REQUEST: Rewrite every line of the listing below as a numbered list, skipping any blank lines. Leave the pictures out of your answer.

DATA FOR THIS TASK:

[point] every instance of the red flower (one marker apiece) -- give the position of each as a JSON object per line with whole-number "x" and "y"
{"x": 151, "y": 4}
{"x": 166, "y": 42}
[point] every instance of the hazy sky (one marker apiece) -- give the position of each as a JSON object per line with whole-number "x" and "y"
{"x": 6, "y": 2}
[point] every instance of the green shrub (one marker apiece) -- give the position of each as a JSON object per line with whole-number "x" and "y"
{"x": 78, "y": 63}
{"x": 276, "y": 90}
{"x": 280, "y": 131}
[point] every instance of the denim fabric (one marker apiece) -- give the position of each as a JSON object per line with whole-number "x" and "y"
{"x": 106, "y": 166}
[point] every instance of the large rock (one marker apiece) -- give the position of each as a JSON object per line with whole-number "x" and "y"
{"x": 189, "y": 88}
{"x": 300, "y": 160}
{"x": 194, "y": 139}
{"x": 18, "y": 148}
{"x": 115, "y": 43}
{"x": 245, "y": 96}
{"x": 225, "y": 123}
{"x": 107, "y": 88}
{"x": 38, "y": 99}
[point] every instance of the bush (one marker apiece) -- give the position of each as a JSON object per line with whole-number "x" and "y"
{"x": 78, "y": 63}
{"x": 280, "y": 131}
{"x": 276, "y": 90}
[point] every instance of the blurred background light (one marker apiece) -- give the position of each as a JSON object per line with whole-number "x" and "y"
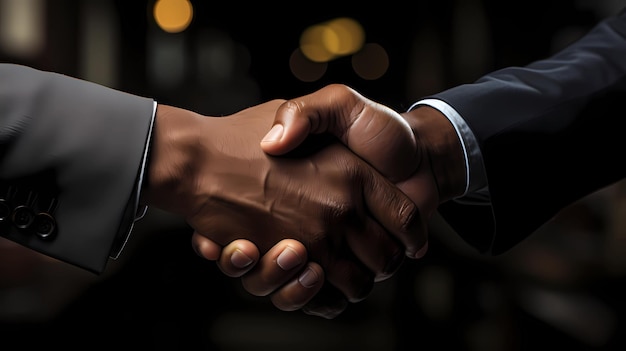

COMPLETE ANSWER:
1. [point] every instance of the red flower (one marker apiece) -- give the position of each as a JSON object per line with whole-number "x" and "y"
2. {"x": 151, "y": 4}
3. {"x": 166, "y": 42}
4. [point] every instance of the hazy sky (one marker apiece) -- give the position of each as a JSON object per line with whole-number "x" and "y"
5. {"x": 6, "y": 2}
6. [point] every instance of the green shrub (one marker apiece) -- give the position of each as a JSON object per line with whole-number "x" and "y"
7. {"x": 78, "y": 63}
8. {"x": 276, "y": 90}
9. {"x": 280, "y": 131}
10. [point] every instance of the denim fabric (one marker apiece) -- give the position of each as a JSON object per line with whole-number "x" and "y"
11. {"x": 106, "y": 166}
12. [point] every instance of the large rock (one marker apiece) -- give the position of each as a JSON object per line with whole-number "x" and "y"
13. {"x": 189, "y": 88}
14. {"x": 300, "y": 160}
15. {"x": 194, "y": 139}
16. {"x": 18, "y": 148}
17. {"x": 115, "y": 43}
18. {"x": 245, "y": 96}
19. {"x": 225, "y": 123}
20. {"x": 107, "y": 88}
21. {"x": 38, "y": 99}
22. [point] every instance of the bush (one marker apiece) -- give the position of each as a JSON object per line with whole-number "x" and "y"
23. {"x": 78, "y": 63}
24. {"x": 280, "y": 131}
25. {"x": 276, "y": 90}
26. [point] every instance of the blurred background light (one marker apiece) -- give the position of each as a JSON object per line with whole-number "x" and "y"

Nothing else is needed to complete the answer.